■ **Text excerpt**
* * * * *

Title: Mary Boleyn: The Great and Infamous Whore
Author: Alison Weir
Genre: History, Biography
Format: Audiobook (length 13 hours, 11 minutes)
Published: 2011 (audiobook released Sept 2012)
Source: Library
Rating: 4 out of 5


Of all the periods in English history, the time of the Tudors is the one that fascinates me most. The people, the politics, the intrigue. Over the years, I’ve lost count of how many books I’ve read about Henry VIII, his wives and his children. Other than in passing in these books, I’ve never read anything about Mary Boleyn, sister of Anne, mistress of Henry VIII and, quite possibly, mother of at least one of his illegitimate children. Coming across this biography in my local library, written by one of my favourite authors, seemed like a good opportunity to fix that. This was also a bit of an experiment for me as it was an audiobook, not something I normally choose but – with lots of long drives ahead of me in my new job – I thought it may be a good way to fill in the hours on the road.

The format itself had plus and minuses for me. On the plus side, I enjoyed listening in the car (whereas normally I would just be aimlessly flicking between stations most times) and it made being stuck in traffic much more tolerable. The narration was really clear and had a good pace so I was able to maintain my focus (which I’d been worried about as I do tend to wander when I listen to plays on Radio 4). However, as this was a biography with lots of dates, names and places, there were times when I wished I could go back to more easily to remind myself or check something. By the end, I had learnt to not worry about it too much and just go with the flow but it did take a while.

* * * * *

■ **Rows**
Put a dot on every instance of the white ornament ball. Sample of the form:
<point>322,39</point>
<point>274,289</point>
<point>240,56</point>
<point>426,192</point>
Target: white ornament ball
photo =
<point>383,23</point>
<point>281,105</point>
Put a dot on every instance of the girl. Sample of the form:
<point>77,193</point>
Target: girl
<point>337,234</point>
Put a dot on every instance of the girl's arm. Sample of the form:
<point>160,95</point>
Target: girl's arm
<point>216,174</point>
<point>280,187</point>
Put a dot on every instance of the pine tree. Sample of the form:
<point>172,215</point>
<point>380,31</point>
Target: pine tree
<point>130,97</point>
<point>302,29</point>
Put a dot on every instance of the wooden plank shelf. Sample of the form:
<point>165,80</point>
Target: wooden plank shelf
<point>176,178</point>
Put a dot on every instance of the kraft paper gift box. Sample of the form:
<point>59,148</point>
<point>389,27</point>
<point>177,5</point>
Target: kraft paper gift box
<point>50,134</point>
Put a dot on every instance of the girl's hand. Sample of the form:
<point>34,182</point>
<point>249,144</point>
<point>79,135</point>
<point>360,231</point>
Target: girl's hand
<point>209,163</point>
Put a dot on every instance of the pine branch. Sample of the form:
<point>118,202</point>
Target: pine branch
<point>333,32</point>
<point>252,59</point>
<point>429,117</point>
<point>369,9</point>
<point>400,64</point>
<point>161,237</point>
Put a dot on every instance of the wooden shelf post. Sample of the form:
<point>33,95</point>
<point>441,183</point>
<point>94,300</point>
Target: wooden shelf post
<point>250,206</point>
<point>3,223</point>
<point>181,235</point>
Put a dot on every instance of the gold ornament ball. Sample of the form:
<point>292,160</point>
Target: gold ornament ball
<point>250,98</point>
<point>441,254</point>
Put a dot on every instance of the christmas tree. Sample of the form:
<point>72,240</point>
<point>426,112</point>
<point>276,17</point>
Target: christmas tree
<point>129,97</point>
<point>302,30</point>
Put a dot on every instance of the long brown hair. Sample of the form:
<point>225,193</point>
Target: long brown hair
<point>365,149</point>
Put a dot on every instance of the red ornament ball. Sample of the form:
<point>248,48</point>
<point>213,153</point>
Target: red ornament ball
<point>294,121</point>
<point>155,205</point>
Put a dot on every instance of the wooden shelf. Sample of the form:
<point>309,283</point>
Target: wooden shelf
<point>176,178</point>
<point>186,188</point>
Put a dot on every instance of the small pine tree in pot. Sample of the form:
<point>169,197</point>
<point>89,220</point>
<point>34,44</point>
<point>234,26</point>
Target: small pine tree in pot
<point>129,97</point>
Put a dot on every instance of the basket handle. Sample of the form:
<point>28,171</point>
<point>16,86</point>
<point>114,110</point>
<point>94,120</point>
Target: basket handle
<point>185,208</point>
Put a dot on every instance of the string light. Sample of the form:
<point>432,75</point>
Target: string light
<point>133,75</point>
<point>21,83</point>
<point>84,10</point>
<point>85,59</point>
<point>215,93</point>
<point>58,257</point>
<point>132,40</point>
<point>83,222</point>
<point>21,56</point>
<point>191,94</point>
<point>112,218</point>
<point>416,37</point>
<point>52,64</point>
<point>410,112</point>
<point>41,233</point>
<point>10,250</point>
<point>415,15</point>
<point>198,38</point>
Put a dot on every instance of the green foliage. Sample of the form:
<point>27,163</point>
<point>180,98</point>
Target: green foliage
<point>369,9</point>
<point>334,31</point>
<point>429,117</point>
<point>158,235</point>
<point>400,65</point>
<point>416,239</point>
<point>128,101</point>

* * * * *

■ **Work to complete**
a) Repeat the part of the book review starting at "Source: Library" and ending at "on the road.".
b) According to the book review, where did the reviewer come across the Mary Boleyn biography?
c) Pick up the book review on Mary Boleyn from where it stops and keep writing it.
The material is separate from the book review.

■ **Answer list**
a)
Source: Library
Rating: 4 out of 5


Of all the periods in English history, the time of the Tudors is the one that fascinates me most. The people, the politics, the intrigue. Over the years, I’ve lost count of how many books I’ve read about Henry VIII, his wives and his children. Other than in passing in these books, I’ve never read anything about Mary Boleyn, sister of Anne, mistress of Henry VIII and, quite possibly, mother of at least one of his illegitimate children. Coming across this biography in my local library, written by one of my favourite authors, seemed like a good opportunity to fix that. This was also a bit of an experiment for me as it was an audiobook, not something I normally choose but – with lots of long drives ahead of me in my new job – I thought it may be a good way to fill in the hours on the road.

b) In the reviewer's local library.

c)
The book was really interesting, especially because I knew so little about Mary so as a subject it felt new and fresh. It dispelled a lot of myths about Mary and helped me form a much fuller picture of her and her place in history in my mind. It turns out, pretty much everything I thought I knew about Mary wasn’t true and I feel much more sympathetic towards her. My ending up with a more realistic picture of Mary would probably make Alison Weir happy one of her stated intentions was to help readers separate fact from fiction (including The Other Boleyn Girl books and films and The Tudors TV show, which were very popular whilst she was researching and writing this book).

One of the reasons that there are so many myths is that so little is actually known and, over the years, Mary has been subject to some very bad PR, being painted as a woman of “easy virtue” and not too bright. Alison Weir does a good job of building on what little is known to develop a pretty solid picture of Mary; as she does, she explains what she feels is credible evidence and why, and why she has made the assumptions she has. These include reaching the conclusion that not only did Mary have an affair with Henry, she did give birth to his daughter. Rather than being dim-witted or of loose morals, the Mary Weir describes is one who had very little control over her life until her later years, when she took the incredibly brave step for the time of marrying for love, saying “I had rather beg my bread with him than be the greatest queen christened”.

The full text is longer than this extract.